------ Source information
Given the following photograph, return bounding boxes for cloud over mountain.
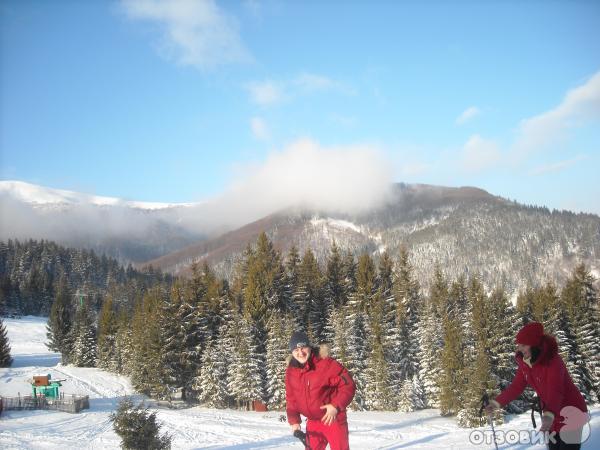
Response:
[190,138,394,229]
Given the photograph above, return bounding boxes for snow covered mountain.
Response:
[144,183,600,293]
[0,181,205,263]
[2,180,599,292]
[0,180,190,210]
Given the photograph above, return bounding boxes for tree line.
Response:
[0,239,171,316]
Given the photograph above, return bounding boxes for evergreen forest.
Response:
[1,236,599,428]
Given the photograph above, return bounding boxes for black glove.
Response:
[293,429,307,447]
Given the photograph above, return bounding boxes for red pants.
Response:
[306,416,349,450]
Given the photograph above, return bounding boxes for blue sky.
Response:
[1,0,599,214]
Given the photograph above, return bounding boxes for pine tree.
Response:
[560,264,600,401]
[157,284,185,400]
[227,316,265,408]
[363,299,394,410]
[301,249,325,343]
[194,292,235,407]
[243,233,284,328]
[46,276,74,364]
[328,306,350,368]
[418,267,446,408]
[342,251,357,303]
[457,347,501,427]
[397,379,417,412]
[439,278,467,416]
[71,301,97,367]
[265,313,295,409]
[457,276,500,427]
[516,286,535,325]
[324,241,346,309]
[412,374,426,410]
[196,333,231,408]
[0,317,13,367]
[322,242,347,344]
[284,245,301,314]
[352,253,377,313]
[110,398,172,449]
[130,289,163,397]
[343,253,376,410]
[363,253,396,410]
[345,308,368,410]
[392,247,421,384]
[193,262,227,344]
[115,309,134,375]
[487,286,519,400]
[97,294,119,371]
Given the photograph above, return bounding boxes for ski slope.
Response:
[1,316,599,449]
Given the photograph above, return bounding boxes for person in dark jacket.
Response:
[285,331,356,450]
[485,322,589,450]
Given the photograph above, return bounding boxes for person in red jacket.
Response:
[485,322,589,450]
[285,331,356,450]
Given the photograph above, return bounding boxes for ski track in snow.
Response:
[1,316,599,449]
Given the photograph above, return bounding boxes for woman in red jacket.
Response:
[285,331,356,450]
[485,322,589,450]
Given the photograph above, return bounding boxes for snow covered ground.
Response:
[1,316,599,449]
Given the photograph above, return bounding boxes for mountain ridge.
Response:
[2,180,598,292]
[141,183,600,293]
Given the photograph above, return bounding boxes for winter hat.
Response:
[289,331,311,352]
[516,322,544,346]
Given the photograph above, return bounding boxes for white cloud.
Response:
[246,80,285,105]
[201,138,393,226]
[529,155,587,176]
[250,116,270,140]
[455,106,481,125]
[461,134,502,172]
[515,71,600,153]
[246,72,351,106]
[120,0,251,69]
[0,140,393,242]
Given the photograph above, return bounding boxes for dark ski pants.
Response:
[548,432,582,450]
[306,415,350,450]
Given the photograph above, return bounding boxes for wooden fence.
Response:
[0,394,90,414]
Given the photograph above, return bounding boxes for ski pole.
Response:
[480,393,499,450]
[293,429,311,450]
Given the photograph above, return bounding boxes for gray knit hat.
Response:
[289,331,310,352]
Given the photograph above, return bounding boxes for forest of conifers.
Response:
[1,236,598,427]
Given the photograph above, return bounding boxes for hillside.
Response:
[144,184,600,292]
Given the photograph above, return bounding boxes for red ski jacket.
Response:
[495,335,587,433]
[285,350,355,425]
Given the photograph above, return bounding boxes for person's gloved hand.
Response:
[484,403,497,415]
[540,414,554,432]
[484,399,500,416]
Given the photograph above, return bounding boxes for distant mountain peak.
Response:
[0,180,194,210]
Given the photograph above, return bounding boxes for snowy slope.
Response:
[1,317,599,449]
[0,180,193,210]
[0,181,204,263]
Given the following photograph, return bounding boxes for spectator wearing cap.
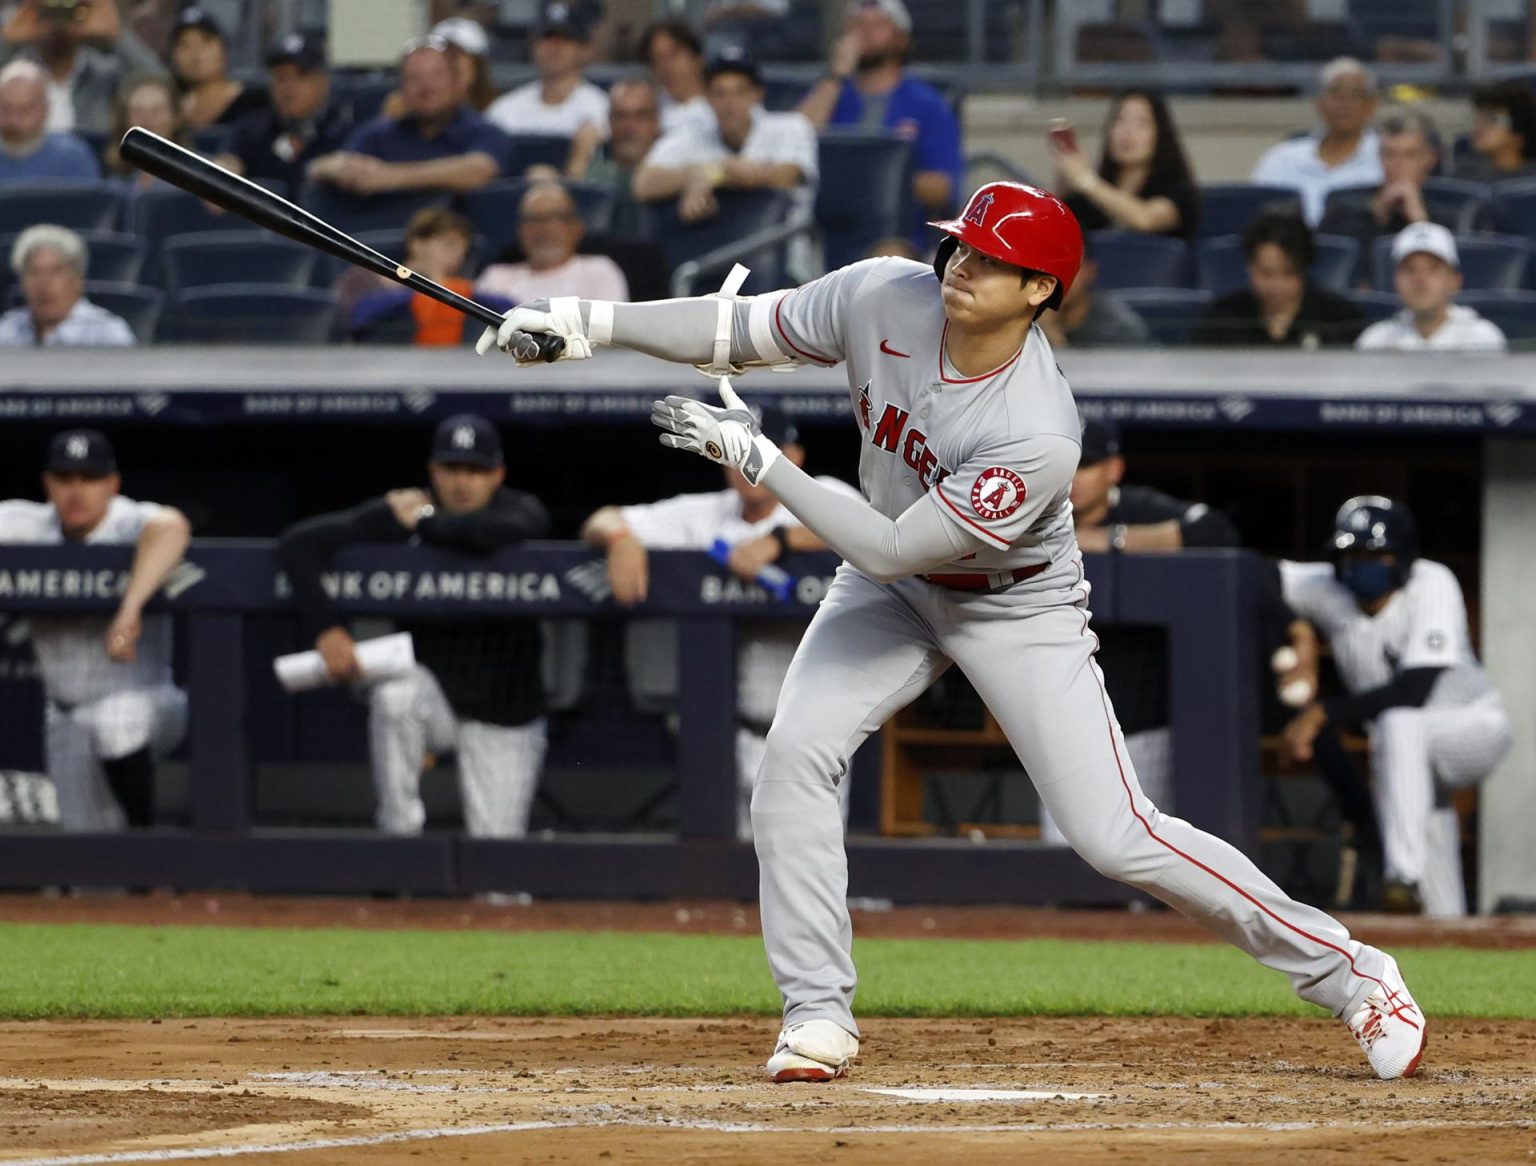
------------
When you output the entries, keep each line exactly as it is and leave out any pictures.

- _Written solution_:
Given the following photograph, return bounding boxes for cloud over mountain.
Response:
[190,138,394,229]
Given the photograph above, return bounding boxes for snow covered mountain.
Response:
[144,183,600,293]
[0,181,205,263]
[2,180,599,292]
[0,180,190,210]
Given the photograph above, return bounding boxes for tree line.
Response:
[0,239,171,316]
Given the photograph above, return bounding boxes for evergreen forest.
Response:
[1,236,599,428]
Given the photograph above, return bounding boxes for black glove.
Response:
[293,429,307,447]
Given the photograph above, return bounding boxes for red pants.
Response:
[306,416,349,450]
Given the photograph above, return bounding boxes for blue sky.
Response:
[1,0,599,214]
Given the photograph above, return bounding boxes for pine tree.
Response:
[560,264,600,401]
[157,284,185,400]
[227,316,265,408]
[363,299,394,410]
[301,249,325,343]
[194,292,235,407]
[243,233,284,328]
[46,276,74,364]
[328,306,350,368]
[418,267,446,408]
[342,251,357,303]
[457,347,501,427]
[397,379,417,412]
[439,278,467,416]
[71,301,97,367]
[265,313,295,409]
[457,276,500,427]
[516,286,535,325]
[324,241,346,309]
[412,374,426,410]
[196,333,231,408]
[0,317,13,367]
[322,242,347,344]
[284,245,301,314]
[352,253,377,313]
[110,398,172,449]
[130,289,163,397]
[343,253,376,410]
[363,253,396,410]
[345,308,368,410]
[392,247,421,384]
[193,262,227,344]
[115,309,134,375]
[487,286,519,400]
[97,294,119,371]
Given the photograph above, return bounding boxes for ski slope.
Response:
[1,316,599,449]
Given the photograph above, return bounding boxes for person in dark jacket.
Response:
[285,331,356,450]
[485,322,589,450]
Given the photograph above, return bounding boxes for person in red jacket.
Response:
[485,322,589,450]
[285,331,356,450]
Given the photograph above, return bounding boxes for ski track in snow.
Response:
[1,316,599,449]
Given the photograph above, return bounding boxes for woman in red jacket.
Response:
[285,331,356,450]
[485,322,589,450]
Given the photograph above, return bounding boxes for snow covered ground.
Response:
[1,316,599,449]
Given the photograph above, return bounding boxes for mountain ridge.
Response:
[2,180,598,292]
[141,183,600,293]
Given the photograph above, return bounding boxes for winter hat.
Response:
[289,331,311,352]
[516,322,544,346]
Given the photograph above, return bounding boxes for white cloud.
Response:
[246,80,285,105]
[201,138,393,226]
[529,155,587,176]
[250,116,270,140]
[455,106,481,125]
[461,134,502,172]
[515,71,600,153]
[246,72,351,106]
[120,0,251,69]
[0,140,393,242]
Given the photograph above, return bounding boxes for dark ski pants.
Response:
[548,432,582,450]
[306,415,350,450]
Given the photograph above, return bounding boxes for wooden fence.
Response:
[0,394,90,414]
Given the photograph above, return bounding boxes for ski pole.
Response:
[480,393,499,450]
[293,429,311,450]
Given the photograph above, return bounding boxes for gray knit hat.
Response:
[289,331,310,352]
Given the photograph above, return bounding boxes for forest of conifers.
Response:
[1,236,598,427]
Given the photograph above, return bounding boxes for hillside.
Response:
[144,184,600,292]
Given the photograph above, return bounding boxes for red ski jacket.
Response:
[495,335,587,433]
[285,350,355,425]
Given the photograph above, return bounding boxes for person's gloved hand.
Response:
[484,403,497,415]
[540,414,554,432]
[484,399,500,416]
Given the photograph above, return bounding boxes for distant mountain peak.
Response:
[0,180,194,210]
Given the photograph above, return bounding boxes for snowy slope.
Response:
[1,317,599,449]
[0,180,193,210]
[0,181,204,263]
Given the following photograph, return bounding boxes for spectator wearing cap.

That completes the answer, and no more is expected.